节选文本 -
★ ★ ★
新型锂离子电池正极材料LiFeSO4F的掺杂改性研究

LiFeSO4F was discovered as a new cathode material for lithium ion batteries in 2010. The specific energy of LiFeSO4F is similar to that of LiFePO4, with a little higher discharge voltage of 3.6 V. The material has a unique 3D framework, which facilitates the Li+ ion diffusion and transportation. Therefore, LiFeSO4F is regarded as a promising sulphate based cathode material for lithium ion batteries. However, the extremely low electronic conductivity of LiFeSO4F seriously hinders the high rate charge-discharge performance of the material. .The proposed research program aims to increase the electronic conductivity of LiFeSO4F to improve its high rate cycling performance. The first stage of the research is to study the relationships between the electronic/crystal structures, physical properties and electrochemical performance of LiFeSO4F with combinative experimental techniques and first principle calculations. This will enable us to find out the key factors those limit the electronic conductivity and Li+ ion diffusion of the material. Based on this, cation (or anion) doped LiFeSO4F will be designed by first principle calculations, and then be prepared by a novel solvent thermal synthetic method. The doped materials will show much higher electronic conductivities, which will lead to excellent high rate cycling performance. .The first principle calculations will be performed by the local spin density approximation (LSDA), generalized gradient approximation (GGA), or the LDA + U, GGA +U methods. Different experiemental techniques will be used to study the structural and physical properties of the material, such as X-ray diffraction (XRD) , scanning electron microscope (SEM), transmission electron microscope (TEM), high resolution transmission electron microscope (HRTEM), X-ray photoelectron spectroscopy (XPS), Mossbauer spectroscopy, and SQUID PPMS etc. The electrochemical properties of the material will be studied by charge-discharge cycling, cyclic voltammetry (CV), electrochemical impedance spectroscopy (EIS), galvanostatic intermittent titration technique (GITT) and potentiostatic intermittent titration technique (PITT)..Based on this research, we will obtain doped LiFeSO4F cathode materials which show excellent high rate performance. In parallel, the results obtained form this study will provide a model for the design of cathode materials using first principle calculations.
★ ★ ★
提取材料 -

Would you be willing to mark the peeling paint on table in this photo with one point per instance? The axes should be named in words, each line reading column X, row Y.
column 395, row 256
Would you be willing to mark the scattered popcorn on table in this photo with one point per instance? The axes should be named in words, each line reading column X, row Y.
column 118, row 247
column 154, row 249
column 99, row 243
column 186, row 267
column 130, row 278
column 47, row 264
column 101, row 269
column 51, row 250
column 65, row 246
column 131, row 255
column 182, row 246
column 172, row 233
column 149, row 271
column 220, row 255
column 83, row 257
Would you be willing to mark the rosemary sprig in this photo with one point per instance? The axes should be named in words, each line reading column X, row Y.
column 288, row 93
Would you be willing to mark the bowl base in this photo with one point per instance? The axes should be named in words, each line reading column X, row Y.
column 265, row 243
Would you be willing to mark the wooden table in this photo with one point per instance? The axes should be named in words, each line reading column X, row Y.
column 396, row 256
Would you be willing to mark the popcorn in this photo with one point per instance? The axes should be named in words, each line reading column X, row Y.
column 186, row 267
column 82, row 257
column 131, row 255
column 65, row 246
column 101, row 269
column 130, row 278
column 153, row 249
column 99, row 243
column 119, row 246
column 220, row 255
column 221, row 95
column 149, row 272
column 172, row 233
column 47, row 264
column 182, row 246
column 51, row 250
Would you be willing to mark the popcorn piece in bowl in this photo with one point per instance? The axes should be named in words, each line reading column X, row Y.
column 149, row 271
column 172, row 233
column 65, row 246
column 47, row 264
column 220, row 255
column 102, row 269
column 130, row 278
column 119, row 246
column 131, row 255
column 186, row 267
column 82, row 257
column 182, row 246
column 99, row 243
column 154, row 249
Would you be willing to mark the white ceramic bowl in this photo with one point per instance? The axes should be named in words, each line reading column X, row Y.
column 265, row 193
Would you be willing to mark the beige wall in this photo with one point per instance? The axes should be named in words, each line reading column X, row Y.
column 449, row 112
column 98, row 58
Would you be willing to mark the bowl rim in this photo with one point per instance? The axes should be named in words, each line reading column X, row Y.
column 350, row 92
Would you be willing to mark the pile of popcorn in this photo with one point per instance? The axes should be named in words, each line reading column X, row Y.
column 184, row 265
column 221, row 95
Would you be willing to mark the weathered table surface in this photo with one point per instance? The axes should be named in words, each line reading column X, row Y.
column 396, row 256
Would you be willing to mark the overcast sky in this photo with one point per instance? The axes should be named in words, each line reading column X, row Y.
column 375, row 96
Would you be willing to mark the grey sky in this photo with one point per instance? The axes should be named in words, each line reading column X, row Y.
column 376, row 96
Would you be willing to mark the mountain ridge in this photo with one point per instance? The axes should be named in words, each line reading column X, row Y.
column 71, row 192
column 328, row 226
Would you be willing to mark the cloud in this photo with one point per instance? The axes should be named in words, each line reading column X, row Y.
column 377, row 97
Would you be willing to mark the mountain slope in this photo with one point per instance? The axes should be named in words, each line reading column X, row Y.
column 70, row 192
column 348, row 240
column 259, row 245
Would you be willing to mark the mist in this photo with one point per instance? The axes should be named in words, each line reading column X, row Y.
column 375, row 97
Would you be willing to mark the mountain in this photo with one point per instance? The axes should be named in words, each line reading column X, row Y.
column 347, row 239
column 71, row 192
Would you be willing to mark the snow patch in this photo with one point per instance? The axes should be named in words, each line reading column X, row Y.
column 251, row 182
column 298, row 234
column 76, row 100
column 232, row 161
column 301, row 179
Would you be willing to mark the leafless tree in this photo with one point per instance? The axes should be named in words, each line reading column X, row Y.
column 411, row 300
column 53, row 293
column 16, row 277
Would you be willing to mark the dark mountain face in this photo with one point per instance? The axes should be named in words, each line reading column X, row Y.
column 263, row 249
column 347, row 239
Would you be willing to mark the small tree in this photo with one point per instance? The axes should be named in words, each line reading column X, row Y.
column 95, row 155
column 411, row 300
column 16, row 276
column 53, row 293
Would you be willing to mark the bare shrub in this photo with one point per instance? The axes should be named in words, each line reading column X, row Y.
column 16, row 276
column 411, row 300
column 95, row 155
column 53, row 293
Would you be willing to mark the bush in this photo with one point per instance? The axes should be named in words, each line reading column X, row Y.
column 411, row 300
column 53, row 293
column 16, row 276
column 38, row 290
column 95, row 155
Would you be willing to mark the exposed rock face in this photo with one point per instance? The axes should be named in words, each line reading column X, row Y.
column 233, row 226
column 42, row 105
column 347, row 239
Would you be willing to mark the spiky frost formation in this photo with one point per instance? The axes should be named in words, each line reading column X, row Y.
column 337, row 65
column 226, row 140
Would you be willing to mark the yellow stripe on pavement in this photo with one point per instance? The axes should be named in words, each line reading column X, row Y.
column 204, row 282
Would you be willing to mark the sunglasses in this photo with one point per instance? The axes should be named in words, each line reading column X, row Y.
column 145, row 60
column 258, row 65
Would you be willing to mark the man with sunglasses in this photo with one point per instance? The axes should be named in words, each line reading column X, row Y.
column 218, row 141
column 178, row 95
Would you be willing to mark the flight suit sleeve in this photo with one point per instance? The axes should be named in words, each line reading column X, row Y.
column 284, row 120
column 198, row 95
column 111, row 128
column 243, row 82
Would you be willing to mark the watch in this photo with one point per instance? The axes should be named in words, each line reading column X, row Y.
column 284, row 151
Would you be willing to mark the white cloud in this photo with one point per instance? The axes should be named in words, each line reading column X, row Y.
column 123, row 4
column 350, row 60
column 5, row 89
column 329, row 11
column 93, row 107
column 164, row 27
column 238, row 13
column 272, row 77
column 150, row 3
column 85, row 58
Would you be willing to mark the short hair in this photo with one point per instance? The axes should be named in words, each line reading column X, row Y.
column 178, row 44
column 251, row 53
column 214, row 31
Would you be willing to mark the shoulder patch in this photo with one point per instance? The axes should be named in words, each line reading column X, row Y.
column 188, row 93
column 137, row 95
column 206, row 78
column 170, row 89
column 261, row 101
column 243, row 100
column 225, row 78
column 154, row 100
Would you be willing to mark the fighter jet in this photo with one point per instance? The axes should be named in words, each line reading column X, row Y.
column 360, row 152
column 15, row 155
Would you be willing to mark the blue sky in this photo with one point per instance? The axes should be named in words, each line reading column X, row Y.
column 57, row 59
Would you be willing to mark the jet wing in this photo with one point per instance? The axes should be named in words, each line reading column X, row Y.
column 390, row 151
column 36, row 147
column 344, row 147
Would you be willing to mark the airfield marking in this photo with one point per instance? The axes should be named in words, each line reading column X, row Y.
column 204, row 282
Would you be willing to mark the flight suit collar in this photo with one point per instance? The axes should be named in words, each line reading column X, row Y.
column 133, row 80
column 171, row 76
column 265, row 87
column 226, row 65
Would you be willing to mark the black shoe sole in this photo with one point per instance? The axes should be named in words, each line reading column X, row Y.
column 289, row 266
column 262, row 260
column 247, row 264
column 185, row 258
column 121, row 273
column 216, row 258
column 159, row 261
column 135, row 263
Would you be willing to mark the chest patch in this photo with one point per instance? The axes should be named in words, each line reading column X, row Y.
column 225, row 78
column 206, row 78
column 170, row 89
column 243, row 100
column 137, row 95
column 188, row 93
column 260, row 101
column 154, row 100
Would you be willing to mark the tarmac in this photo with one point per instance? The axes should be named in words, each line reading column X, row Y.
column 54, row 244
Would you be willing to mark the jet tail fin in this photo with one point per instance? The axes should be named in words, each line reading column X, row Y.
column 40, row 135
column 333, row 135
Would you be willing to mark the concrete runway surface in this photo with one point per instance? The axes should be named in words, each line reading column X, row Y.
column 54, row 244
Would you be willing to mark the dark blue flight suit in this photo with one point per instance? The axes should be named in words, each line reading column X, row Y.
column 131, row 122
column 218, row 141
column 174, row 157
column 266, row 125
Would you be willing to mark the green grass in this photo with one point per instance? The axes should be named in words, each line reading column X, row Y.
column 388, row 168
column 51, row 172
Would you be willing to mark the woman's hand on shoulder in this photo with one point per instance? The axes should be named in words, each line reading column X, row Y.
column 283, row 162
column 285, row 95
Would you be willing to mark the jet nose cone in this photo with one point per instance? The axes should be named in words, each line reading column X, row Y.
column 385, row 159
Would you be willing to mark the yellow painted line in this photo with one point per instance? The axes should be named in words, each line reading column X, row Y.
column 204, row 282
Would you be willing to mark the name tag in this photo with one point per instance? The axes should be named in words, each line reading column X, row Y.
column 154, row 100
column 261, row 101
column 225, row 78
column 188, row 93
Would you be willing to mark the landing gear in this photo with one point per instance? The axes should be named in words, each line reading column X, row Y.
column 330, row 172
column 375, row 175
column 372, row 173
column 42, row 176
★ ★ ★
问题与任务 -
1 > 请列出关于LiFeSO4F掺杂改性研究的节选文本中用来研究材料电化学性能的全部方法。
2 > 请从关于LiFeSO4F掺杂改性研究的节选文本结尾处接着往下续写。

本题答案 -
1 > charge-discharge cycling、cyclic voltammetry (CV)、electrochemical impedance spectroscopy (EIS)、galvanostatic intermittent titration technique (GITT)、potentiostatic intermittent titration technique (PITT)

2 >
LiFeSO4F是2010年发现的新型硫酸盐基锂离子电池正极材料，具有重要的应用前景。该材料的工作电压适中，比能量与LiFePO4相当，其独特的三维晶体结构更有利于锂离子的扩散。但是，LiFeSO4F的电子绝缘性严重影响了材料的高倍率充放电性能。针对这一科学问题，本项目拟从材料的晶体结构和电子结构入手，结合第一性原理计算与实验研究，建立起LiFeSO4F的结构、物理性质与电化学性能之间的构效关系模型，揭示影响材料电子导电与离子扩散的关键因素。在此基础上，通过适当的离子掺杂对材料的结构进行调制与剪裁，显著提升材料的电子导电率，从而获得较高的锂离子扩散系数，提高材料的充放电倍率性能，为LiFeSO4F正极材料在锂离子电池中的应用奠定基础。

LiFeSO4F是2010年发现的新型硫酸盐基锂离子电池正极材料，该材料的工作电压适中，比能量与LiFePO4相当，其独特的三维晶体结构更有利于锂离子的扩散，但其自身的电子绝缘性严重影响了材料的高倍率重放电性能，针对这一科学问题，本项目从材料的晶体结构和电子结构入手，采用GGA+U的方法计算了LiFeSO4F/FeSO4F体系的平均插入电压为3.54 V，从LiFeSO4F/FeSO4F的电子结构上看，随着Li离子的脱出，材料从莫特哈伯德绝缘体（LiFeSO4F）转变成了电荷转移型绝缘体（FeSO4F）。通过差示扫描量热法和热重测试发现具有优异的安全性能，初始放热温度为385 oC，放出的热量为79.4 J g-1；为了改善材料的电化学性能，通过氧化石墨烯和聚多巴胺对材料进行包覆改性，改性后材料的电导率提高到1.65×10-4 S cm-1，较原始材料提高了7个数量级，使得材料的电化学性能得到明显提升，100次循环后的的放电比容量为113.2 mAh g-1，容量保持率提高到99%，在5 C下的放电比容量达到48.9 mAh g-1；此外，还分别尝试了Ti离子和Mg离子的掺杂改性，穆斯堡尔谱测试发现Ti离子掺杂在材料的Fe（2）位置，通过计算发现材料的能隙由3.9 eV降低为2.1 eV，提高了材料的电子导电率，而Mg离子作为一种同价位的惰性原子掺杂，在锂离子脱嵌过程中稳定材料的晶体结构，因而获得了较好的倍率性能和循环性能，经过掺杂后材料100次循环后的容量保持率达到95%，在2 C倍率下的放电比容量为45 mAh g-1，通过循环伏安曲线的电化学阻抗图谱测试表明，改性后材料的动力学性能远优于原始的LiFeSO4F材料，因而获得了优异的电化学性能。.通过对LiFeSO4F材料一系列的研究，改善了材料的电化学性能，获得了电化学性能优异的LiFeSO4F改性材料。LiFeSO4F作为一种高安全性能的聚阴离子型正极材料，随着材料循环稳定性和倍率性能的提升，为材料的进一步应用奠定了很好的基础。